## The records
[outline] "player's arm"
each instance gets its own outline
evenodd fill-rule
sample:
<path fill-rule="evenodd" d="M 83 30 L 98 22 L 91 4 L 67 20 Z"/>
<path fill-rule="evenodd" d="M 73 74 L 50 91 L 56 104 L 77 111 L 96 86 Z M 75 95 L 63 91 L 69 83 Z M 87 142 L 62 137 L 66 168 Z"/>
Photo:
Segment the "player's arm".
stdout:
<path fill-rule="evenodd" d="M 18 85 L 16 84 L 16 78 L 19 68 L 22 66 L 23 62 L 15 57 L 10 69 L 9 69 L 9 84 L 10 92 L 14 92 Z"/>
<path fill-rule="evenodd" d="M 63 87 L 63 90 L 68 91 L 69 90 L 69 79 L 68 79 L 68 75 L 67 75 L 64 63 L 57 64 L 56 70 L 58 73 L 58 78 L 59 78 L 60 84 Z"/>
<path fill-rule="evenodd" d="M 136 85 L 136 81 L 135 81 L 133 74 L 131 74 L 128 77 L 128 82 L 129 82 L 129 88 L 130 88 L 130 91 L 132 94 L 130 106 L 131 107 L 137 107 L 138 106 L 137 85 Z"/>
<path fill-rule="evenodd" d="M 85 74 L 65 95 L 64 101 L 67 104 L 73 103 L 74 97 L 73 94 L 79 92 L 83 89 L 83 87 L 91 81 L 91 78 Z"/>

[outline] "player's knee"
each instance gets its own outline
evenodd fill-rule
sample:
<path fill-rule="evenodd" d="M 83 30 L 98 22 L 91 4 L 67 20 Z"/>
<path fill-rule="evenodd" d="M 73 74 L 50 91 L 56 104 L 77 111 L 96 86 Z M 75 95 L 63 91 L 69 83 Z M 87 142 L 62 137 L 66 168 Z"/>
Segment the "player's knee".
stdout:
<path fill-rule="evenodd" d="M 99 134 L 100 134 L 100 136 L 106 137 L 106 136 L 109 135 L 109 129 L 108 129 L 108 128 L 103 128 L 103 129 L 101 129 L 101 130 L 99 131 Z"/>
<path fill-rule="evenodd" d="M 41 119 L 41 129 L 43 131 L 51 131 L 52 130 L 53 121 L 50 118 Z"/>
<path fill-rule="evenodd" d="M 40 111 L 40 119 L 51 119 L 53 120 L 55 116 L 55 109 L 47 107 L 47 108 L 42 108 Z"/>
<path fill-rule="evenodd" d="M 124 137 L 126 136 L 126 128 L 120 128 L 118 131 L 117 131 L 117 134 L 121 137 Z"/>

--

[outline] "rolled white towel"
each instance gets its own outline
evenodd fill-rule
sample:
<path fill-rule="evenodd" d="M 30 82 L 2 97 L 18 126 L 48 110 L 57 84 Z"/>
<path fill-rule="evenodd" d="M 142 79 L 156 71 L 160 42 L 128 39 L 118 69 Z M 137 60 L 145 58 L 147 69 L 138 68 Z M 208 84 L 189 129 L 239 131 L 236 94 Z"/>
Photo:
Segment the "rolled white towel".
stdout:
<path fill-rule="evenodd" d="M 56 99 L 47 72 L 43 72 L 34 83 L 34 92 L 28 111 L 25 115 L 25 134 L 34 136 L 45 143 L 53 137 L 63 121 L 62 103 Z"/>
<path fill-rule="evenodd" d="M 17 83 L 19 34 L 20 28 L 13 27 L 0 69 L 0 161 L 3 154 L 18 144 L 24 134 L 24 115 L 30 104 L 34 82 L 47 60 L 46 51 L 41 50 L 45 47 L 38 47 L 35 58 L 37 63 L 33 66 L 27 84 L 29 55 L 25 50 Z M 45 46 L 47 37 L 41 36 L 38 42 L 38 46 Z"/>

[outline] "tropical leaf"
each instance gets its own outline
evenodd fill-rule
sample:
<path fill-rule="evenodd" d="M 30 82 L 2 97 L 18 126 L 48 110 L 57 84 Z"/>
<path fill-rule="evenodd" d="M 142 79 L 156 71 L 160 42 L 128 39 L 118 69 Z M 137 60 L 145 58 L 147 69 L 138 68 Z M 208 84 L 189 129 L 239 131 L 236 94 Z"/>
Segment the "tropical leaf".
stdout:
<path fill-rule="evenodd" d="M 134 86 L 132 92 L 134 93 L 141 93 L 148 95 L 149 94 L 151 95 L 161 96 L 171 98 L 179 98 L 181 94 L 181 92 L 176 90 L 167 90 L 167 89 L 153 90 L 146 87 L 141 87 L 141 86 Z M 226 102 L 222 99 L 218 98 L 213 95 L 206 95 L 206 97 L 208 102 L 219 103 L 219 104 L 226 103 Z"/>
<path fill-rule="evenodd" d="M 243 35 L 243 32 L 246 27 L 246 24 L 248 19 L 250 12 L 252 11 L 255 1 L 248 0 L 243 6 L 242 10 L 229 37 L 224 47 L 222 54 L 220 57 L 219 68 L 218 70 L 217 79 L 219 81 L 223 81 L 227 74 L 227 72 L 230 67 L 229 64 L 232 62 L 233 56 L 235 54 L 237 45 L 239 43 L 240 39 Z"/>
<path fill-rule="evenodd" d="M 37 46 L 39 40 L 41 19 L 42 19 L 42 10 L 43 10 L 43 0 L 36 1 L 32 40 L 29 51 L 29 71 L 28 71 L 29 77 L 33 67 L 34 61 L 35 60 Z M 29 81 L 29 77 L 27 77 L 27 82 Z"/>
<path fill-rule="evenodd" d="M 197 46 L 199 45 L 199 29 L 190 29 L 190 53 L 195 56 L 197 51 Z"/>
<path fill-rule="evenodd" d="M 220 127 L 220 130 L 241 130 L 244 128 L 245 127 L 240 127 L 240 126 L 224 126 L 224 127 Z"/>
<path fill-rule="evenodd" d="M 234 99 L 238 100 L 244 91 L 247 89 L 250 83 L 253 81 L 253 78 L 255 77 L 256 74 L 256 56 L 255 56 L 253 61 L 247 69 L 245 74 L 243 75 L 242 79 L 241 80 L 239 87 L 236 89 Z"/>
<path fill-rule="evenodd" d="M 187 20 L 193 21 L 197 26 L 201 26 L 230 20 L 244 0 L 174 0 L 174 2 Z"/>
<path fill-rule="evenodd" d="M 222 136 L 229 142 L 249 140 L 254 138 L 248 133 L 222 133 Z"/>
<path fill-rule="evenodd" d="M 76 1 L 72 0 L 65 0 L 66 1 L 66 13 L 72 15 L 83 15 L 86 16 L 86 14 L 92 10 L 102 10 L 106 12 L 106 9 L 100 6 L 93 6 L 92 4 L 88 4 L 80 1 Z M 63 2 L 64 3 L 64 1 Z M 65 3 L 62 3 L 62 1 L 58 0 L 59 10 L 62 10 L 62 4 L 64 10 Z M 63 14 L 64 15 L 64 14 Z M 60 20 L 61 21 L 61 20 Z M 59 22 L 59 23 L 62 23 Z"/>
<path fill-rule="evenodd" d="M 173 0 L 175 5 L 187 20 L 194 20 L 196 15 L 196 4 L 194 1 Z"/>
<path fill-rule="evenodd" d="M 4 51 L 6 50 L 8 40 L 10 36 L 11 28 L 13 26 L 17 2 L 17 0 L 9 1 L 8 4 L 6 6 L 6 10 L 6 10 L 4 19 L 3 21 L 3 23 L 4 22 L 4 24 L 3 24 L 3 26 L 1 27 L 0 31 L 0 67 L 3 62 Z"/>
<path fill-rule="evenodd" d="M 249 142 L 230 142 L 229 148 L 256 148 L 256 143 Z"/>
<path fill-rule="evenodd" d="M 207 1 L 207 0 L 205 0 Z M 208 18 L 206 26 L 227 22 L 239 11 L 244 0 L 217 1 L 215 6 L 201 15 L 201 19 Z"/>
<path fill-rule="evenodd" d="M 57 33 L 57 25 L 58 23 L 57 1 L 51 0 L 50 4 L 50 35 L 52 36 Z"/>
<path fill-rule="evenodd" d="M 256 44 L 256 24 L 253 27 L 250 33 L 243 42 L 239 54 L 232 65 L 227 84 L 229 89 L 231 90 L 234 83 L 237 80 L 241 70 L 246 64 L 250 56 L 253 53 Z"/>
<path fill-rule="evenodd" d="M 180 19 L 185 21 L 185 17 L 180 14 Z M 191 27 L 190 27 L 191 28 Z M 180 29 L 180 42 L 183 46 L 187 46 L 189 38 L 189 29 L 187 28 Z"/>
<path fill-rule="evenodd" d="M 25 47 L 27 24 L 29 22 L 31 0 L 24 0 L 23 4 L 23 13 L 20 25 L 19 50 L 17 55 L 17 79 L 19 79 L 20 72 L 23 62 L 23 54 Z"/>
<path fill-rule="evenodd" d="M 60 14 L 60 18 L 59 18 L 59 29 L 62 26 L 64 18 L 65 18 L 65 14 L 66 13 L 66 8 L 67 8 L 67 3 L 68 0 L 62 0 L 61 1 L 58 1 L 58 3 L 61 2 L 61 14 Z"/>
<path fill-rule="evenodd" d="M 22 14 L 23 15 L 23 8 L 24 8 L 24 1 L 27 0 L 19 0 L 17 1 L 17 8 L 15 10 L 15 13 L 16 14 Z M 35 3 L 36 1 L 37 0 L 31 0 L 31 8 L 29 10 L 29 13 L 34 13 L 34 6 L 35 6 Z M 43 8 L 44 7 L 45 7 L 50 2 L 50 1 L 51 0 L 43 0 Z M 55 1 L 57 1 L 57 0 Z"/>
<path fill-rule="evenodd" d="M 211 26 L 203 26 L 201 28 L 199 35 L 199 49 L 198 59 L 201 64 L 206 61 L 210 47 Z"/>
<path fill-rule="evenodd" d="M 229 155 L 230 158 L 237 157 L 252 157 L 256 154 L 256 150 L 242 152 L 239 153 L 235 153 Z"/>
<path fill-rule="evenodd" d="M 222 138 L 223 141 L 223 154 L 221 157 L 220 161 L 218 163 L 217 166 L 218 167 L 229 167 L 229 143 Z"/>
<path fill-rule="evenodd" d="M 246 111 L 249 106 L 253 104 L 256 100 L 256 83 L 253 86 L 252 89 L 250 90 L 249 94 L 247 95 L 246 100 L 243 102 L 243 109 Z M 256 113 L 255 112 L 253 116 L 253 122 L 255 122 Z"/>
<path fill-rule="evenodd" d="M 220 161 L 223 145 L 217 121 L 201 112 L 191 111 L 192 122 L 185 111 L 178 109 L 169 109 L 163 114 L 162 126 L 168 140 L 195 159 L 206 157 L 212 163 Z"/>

---

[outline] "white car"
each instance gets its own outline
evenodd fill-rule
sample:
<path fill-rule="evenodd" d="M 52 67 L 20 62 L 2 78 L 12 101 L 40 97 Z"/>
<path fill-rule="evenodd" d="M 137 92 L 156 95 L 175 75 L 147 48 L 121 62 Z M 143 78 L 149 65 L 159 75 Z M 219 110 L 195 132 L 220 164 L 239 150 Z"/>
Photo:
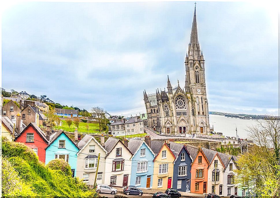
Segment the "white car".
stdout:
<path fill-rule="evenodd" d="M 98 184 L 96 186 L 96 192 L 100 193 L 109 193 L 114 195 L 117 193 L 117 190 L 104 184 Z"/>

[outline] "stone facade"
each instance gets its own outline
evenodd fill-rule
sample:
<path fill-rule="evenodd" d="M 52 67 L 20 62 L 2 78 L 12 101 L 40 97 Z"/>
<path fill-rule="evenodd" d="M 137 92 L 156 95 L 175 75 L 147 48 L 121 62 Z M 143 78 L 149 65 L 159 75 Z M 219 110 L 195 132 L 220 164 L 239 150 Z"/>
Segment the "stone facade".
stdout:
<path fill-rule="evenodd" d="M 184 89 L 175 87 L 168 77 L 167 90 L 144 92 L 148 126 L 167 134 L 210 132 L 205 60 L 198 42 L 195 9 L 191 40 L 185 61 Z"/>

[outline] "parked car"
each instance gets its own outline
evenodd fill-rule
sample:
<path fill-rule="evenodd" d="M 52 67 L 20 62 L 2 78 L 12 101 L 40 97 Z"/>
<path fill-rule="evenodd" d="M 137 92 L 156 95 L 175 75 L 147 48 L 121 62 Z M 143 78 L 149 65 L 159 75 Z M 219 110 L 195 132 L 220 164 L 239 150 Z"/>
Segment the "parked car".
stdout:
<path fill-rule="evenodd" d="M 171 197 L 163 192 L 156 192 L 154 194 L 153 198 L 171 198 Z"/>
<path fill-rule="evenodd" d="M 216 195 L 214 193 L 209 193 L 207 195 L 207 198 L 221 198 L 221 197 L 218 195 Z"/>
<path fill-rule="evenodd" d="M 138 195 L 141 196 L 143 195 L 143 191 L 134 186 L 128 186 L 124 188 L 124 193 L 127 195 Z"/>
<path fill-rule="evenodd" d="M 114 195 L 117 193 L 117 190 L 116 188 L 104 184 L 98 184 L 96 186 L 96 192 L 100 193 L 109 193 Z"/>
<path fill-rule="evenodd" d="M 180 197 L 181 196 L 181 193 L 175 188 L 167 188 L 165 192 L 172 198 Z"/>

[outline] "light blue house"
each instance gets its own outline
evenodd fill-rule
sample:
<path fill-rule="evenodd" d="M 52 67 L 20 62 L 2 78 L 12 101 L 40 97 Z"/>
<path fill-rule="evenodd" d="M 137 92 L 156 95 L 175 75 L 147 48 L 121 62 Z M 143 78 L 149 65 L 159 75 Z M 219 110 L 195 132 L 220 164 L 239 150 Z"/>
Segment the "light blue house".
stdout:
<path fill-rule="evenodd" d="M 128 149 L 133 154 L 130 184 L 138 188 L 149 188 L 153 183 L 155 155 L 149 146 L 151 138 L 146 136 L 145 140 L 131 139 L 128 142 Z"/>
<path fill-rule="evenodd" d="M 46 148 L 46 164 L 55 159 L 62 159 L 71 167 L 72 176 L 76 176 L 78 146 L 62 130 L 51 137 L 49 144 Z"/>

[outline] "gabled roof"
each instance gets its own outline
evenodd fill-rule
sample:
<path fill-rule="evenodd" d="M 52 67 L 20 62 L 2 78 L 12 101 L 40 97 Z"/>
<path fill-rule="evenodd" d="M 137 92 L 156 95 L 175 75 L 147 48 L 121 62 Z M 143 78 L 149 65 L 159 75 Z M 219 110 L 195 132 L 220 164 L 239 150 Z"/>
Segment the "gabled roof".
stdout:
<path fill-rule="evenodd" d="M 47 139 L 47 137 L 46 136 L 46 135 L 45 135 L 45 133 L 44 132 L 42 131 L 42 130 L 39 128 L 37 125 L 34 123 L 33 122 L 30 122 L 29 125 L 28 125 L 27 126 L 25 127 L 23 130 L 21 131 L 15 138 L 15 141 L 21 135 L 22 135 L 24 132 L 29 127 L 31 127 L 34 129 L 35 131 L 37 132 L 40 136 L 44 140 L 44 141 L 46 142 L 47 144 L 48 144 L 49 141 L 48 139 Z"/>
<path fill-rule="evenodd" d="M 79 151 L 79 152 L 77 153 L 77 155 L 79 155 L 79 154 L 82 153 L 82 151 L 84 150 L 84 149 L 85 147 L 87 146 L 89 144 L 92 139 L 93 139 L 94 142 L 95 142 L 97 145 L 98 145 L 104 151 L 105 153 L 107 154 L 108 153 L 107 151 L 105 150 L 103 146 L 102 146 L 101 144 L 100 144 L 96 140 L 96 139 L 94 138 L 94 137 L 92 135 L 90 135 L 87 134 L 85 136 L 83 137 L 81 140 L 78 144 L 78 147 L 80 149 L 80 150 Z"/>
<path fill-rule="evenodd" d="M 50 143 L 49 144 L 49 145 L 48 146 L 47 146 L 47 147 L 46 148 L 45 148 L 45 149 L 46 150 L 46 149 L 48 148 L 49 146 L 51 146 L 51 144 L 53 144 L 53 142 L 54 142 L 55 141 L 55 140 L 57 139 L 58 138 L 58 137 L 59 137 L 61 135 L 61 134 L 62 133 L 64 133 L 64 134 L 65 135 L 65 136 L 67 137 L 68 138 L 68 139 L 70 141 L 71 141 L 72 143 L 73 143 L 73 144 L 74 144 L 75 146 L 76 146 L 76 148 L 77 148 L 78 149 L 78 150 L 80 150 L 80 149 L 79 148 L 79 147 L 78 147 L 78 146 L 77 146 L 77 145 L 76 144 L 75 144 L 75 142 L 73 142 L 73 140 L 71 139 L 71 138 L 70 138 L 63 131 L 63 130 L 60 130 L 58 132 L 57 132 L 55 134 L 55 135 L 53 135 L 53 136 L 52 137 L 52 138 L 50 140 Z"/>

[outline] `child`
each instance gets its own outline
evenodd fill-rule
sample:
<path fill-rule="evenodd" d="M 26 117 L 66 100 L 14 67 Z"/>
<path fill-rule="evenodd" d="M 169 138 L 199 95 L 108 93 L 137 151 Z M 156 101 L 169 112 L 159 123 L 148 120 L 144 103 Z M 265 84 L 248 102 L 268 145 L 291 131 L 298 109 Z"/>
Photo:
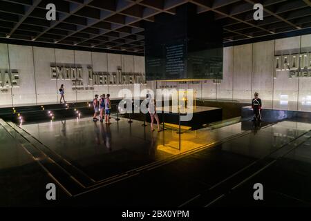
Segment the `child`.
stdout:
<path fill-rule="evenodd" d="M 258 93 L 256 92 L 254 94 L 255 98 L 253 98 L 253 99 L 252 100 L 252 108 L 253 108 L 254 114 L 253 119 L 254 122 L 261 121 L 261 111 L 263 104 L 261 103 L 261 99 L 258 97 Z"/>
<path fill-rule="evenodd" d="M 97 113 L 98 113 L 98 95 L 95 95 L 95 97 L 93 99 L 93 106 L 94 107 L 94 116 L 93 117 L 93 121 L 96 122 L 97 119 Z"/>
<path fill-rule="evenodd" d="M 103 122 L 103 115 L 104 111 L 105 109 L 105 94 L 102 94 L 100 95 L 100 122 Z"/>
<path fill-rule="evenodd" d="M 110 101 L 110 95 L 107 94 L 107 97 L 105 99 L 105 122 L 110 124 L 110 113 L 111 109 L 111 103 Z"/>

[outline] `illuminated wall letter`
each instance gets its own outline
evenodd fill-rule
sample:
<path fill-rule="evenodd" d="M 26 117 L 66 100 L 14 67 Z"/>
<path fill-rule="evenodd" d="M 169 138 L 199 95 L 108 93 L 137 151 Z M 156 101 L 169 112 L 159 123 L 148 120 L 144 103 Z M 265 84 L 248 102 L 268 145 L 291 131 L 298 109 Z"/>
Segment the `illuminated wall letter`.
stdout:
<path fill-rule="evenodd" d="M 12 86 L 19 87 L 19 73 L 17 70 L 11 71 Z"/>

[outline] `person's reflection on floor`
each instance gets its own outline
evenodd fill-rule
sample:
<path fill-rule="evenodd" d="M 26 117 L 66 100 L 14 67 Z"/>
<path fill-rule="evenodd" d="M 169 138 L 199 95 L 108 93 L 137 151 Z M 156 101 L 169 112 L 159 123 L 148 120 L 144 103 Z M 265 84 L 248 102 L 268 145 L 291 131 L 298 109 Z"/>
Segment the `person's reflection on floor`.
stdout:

## Work required
Pull out each line of the material above that contains the word "light", and copy those lines unchanged.

## Exercise solution
[outline] "light blue house"
Segment the "light blue house".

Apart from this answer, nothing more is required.